# [Records provided]
◆ ◆ ◆ ◆

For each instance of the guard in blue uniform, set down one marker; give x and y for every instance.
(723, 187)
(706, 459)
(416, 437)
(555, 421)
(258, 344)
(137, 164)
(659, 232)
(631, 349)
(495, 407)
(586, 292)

◆ ◆ ◆ ◆

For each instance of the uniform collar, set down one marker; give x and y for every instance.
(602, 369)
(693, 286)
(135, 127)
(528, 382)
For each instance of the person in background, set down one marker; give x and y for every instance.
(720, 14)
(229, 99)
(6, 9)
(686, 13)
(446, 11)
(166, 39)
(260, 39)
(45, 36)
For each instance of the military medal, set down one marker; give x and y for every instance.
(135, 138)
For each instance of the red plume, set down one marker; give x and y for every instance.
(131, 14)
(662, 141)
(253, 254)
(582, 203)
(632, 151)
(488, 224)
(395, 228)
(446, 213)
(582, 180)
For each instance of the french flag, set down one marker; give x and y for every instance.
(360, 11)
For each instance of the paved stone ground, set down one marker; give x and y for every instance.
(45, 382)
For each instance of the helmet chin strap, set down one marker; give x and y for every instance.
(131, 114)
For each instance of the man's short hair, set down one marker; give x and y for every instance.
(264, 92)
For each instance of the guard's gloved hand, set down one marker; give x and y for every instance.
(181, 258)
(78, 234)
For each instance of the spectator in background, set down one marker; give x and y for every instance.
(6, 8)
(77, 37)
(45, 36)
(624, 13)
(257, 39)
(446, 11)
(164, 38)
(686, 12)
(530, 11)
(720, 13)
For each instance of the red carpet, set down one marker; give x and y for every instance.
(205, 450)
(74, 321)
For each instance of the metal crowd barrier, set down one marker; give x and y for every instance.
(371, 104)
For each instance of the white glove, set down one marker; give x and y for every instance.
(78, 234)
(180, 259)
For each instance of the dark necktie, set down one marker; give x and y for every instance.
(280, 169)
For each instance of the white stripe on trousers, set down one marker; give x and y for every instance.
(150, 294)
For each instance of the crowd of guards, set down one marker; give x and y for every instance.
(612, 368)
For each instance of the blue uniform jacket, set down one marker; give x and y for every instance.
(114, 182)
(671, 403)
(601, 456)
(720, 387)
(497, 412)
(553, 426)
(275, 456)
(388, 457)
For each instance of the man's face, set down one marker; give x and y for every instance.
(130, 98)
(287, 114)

◆ ◆ ◆ ◆

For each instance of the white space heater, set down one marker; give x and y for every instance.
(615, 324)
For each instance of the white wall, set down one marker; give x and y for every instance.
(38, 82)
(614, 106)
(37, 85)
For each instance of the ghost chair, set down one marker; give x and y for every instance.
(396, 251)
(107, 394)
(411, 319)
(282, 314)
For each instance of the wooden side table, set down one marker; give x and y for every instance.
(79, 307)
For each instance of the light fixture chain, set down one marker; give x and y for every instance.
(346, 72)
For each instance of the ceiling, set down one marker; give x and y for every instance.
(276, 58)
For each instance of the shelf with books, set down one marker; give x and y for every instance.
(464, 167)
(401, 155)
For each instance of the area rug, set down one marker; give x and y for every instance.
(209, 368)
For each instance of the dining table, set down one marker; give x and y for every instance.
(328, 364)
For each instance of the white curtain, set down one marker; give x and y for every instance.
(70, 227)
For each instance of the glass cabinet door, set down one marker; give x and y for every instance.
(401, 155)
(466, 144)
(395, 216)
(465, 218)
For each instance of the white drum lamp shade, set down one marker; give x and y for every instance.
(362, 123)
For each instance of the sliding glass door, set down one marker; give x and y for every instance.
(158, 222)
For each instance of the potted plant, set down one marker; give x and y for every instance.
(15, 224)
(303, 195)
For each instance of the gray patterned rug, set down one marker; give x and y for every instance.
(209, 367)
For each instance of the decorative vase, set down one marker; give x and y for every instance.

◆ ◆ ◆ ◆

# [Aim of the task]
Your answer should be the lines of the listing above between the line holding "For each instance of the area" and the line holding "For each instance of the decorative", inclusive, restated word for word and alone.

# [Exercise output]
For each instance of the area rug, set down one marker; give x and y for every instance.
(209, 368)
For each instance of the dining table, set down one marker; give x and y for every instance.
(328, 364)
For each instance of the white curtain, set down one marker; give x and y for every instance.
(70, 227)
For each instance of the glass cabinet door, set down one marker; give x and y for every instance.
(401, 155)
(466, 144)
(395, 216)
(465, 218)
For each instance of the white drum lamp shade, set down one marker; give x and y for every instance.
(362, 123)
For each instance of the sliding glass door, set down one marker; give x and y for every instance.
(158, 222)
For each instance of the potted plant, set down one marker; give x and y for every instance.
(15, 224)
(303, 195)
For each instance of the gray patterned rug, set down one marker; give x and y for every instance.
(209, 367)
For each instance of the decorative vase, set down one marker; give x and y for every instance.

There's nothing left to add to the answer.